• _What is being asked_: Copy word for word the stretch from "Direction No.6 (setting" through "the obiter dicta." in the text on police complaints and the law.

• _Extract provided_:
########################################

The matter stands adjourned.
     Direction No.6 (setting up a Police Complaints Authority) is the only relevant part
in the judgment which has a bearing on the day-to-day interaction of a commoner with
the police. We should read the implications of this direction along with the Model Police
Act proposed by PADC (Soli Sorabjee Committee), though none of the directions of
Supreme Court refer to this Act, since it had been referred to in the obiter dicta.
     Since ‘Police’ is a State subject under the Constitution of India, State Govts. are
framing their own Police Acts. ( Look for these details in CHRI papers).
     It should be noted that the Cr.P.C. as amended in 2005, has been enforced only
partially by some States and the Cr.P.C. amendment in 2006 is not yet a law. (For
instance, the Govt. of Tamil Nadu vide its notification in its Gazette ,extraordinary,Part
IV,Section 1,Iss No.227,pages 165-167, dated September 2, 2006, has omitted certain
sections of the Central Act 25 of 2005). The Protection of Human Rights Act,1993,
provides for the prosecution of erring public servants including police officers in
‘human rights courts’ at the district level under the Cr.P.C. for any violation of human
rights. The phrase ‘human rights’ is also defined under the Act. The Act also provides
for legal assistance to the victim through the provision of a special public prosecutor by
the govt for taking legal action against the erring police officer.

########################################

• _Dataset excerpts_:
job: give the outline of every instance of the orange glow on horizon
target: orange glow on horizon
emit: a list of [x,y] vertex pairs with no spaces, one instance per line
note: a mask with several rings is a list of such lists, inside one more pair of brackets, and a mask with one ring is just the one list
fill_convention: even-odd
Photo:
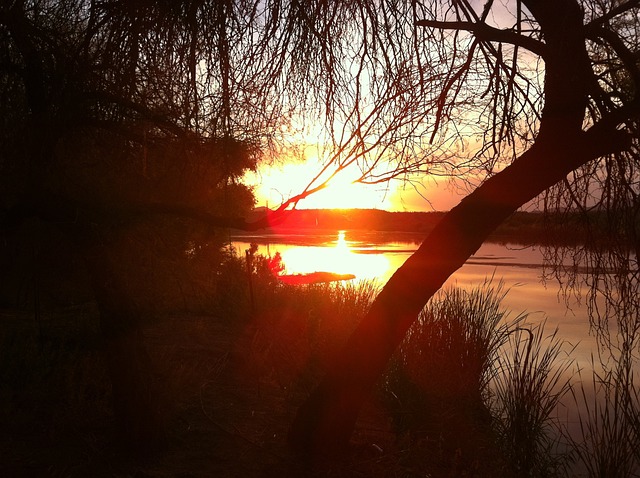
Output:
[[[247,174],[245,183],[254,188],[258,206],[269,206],[273,209],[304,191],[320,170],[321,164],[317,158],[308,158],[305,162],[291,161],[281,165],[264,165],[258,173]],[[301,200],[296,207],[299,209],[394,209],[391,198],[396,190],[396,183],[366,185],[354,182],[358,177],[359,171],[355,166],[340,171],[328,182],[327,187]]]

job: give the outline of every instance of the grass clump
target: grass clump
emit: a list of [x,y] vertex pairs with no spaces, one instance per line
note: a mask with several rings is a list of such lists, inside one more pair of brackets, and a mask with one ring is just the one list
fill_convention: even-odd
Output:
[[490,280],[442,291],[384,378],[396,431],[407,447],[426,445],[440,473],[560,473],[553,412],[569,389],[569,364],[558,366],[562,343],[555,332],[545,335],[544,323],[509,317],[506,293]]
[[500,449],[518,476],[560,476],[563,429],[554,411],[570,389],[560,363],[563,342],[544,322],[520,325],[502,344],[494,362],[491,413]]

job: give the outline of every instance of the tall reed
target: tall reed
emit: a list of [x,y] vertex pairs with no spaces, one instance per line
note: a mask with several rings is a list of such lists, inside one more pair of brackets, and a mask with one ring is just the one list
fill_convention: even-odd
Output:
[[554,415],[570,389],[564,343],[545,322],[520,324],[493,363],[491,413],[500,448],[521,476],[558,476],[567,465],[562,424]]

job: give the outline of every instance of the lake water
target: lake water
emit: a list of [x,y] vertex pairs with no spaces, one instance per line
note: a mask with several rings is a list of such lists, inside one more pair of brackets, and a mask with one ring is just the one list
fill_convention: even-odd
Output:
[[[258,253],[279,252],[287,274],[316,271],[354,274],[357,280],[375,279],[384,284],[424,239],[416,234],[385,234],[336,231],[324,234],[252,235],[232,239],[244,253],[251,243]],[[538,247],[486,243],[455,272],[445,287],[470,288],[489,277],[502,280],[508,294],[504,306],[515,317],[527,312],[533,322],[547,321],[546,330],[557,326],[560,336],[576,349],[571,359],[583,369],[591,367],[596,350],[590,334],[586,306],[575,297],[565,298],[556,282],[543,281],[543,257]]]

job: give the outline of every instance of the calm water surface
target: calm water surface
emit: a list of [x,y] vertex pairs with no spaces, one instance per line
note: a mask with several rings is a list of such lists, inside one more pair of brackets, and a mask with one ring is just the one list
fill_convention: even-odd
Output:
[[[423,236],[416,234],[350,233],[253,235],[232,239],[240,253],[250,243],[258,253],[279,252],[285,273],[315,271],[354,274],[357,280],[375,279],[384,284],[418,248]],[[533,321],[546,318],[547,328],[561,329],[562,337],[577,345],[572,357],[589,361],[595,341],[589,333],[587,310],[575,297],[560,293],[554,281],[543,281],[543,259],[539,248],[487,243],[446,282],[447,286],[472,287],[488,277],[504,281],[509,290],[504,305],[515,316],[527,312]]]
[[[355,281],[375,279],[384,284],[423,239],[416,234],[339,231],[242,236],[232,238],[232,244],[240,254],[244,254],[251,243],[258,244],[259,254],[274,256],[279,252],[287,274],[336,272],[354,274]],[[565,297],[555,280],[543,280],[543,273],[539,247],[487,243],[449,278],[445,287],[471,288],[490,277],[496,282],[502,280],[508,290],[503,306],[511,311],[510,317],[526,312],[531,322],[546,321],[547,335],[557,327],[567,352],[558,360],[572,362],[567,375],[575,382],[575,371],[580,369],[582,377],[591,380],[597,342],[590,331],[587,307],[576,295]],[[600,369],[597,365],[595,368]],[[637,372],[640,374],[640,370]],[[579,433],[575,402],[565,398],[561,408],[557,413],[568,422],[571,433]]]

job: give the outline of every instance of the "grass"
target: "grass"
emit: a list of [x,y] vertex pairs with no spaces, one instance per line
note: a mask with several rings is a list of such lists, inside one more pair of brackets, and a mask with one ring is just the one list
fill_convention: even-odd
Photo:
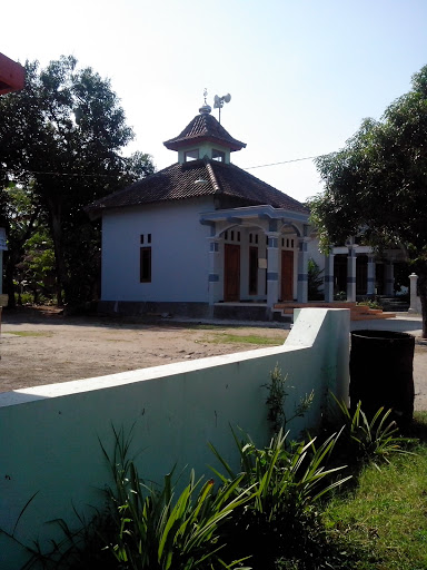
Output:
[[[416,414],[416,430],[426,433],[426,412]],[[326,507],[329,537],[342,542],[349,556],[358,553],[348,568],[427,568],[427,441],[423,439],[413,455],[395,456],[380,470],[365,466],[357,487]]]
[[214,344],[257,344],[262,346],[279,346],[280,344],[284,344],[285,338],[281,336],[266,337],[256,334],[239,335],[231,333],[219,333],[215,336],[205,338],[203,342]]
[[8,331],[7,334],[16,336],[53,336],[53,333],[43,333],[41,331]]

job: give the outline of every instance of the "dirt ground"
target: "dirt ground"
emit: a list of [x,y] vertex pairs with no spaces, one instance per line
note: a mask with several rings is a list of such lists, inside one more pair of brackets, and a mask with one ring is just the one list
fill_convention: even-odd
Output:
[[[288,332],[3,311],[0,392],[277,345]],[[262,343],[239,342],[249,335]]]
[[[254,344],[239,337],[255,336]],[[68,317],[52,309],[3,311],[0,392],[281,344],[280,327],[167,320]],[[427,345],[416,344],[415,407],[427,410]]]

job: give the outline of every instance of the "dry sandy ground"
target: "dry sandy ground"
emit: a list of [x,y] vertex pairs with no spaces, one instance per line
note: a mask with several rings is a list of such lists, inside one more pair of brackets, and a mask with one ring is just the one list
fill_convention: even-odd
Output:
[[[102,317],[64,317],[53,312],[32,309],[18,313],[4,311],[0,392],[261,346],[225,342],[227,334],[261,336],[268,344],[275,345],[285,341],[288,331],[258,326],[200,326],[170,321],[147,323]],[[426,345],[416,344],[414,380],[415,406],[417,410],[427,410]]]
[[282,328],[228,327],[63,317],[52,312],[3,312],[0,392],[146,368],[188,358],[248,351],[261,344],[224,342],[257,335],[281,344]]

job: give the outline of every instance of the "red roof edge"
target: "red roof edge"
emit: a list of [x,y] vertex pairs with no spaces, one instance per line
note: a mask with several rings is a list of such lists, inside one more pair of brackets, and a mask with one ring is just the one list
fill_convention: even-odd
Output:
[[23,88],[24,82],[24,68],[0,53],[0,95],[18,91]]

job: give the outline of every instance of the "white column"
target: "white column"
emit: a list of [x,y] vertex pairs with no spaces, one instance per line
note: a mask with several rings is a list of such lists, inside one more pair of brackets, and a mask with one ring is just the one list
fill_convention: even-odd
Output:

########################################

• _Written response_:
Direction No.6 (setting up a Police Complaints Authority) is the only relevant part
in the judgment which has a bearing on the day-to-day interaction of a commoner with
the police. We should read the implications of this direction along with the Model Police
Act proposed by PADC (Soli Sorabjee Committee), though none of the directions of
Supreme Court refer to this Act, since it had been referred to in the obiter dicta.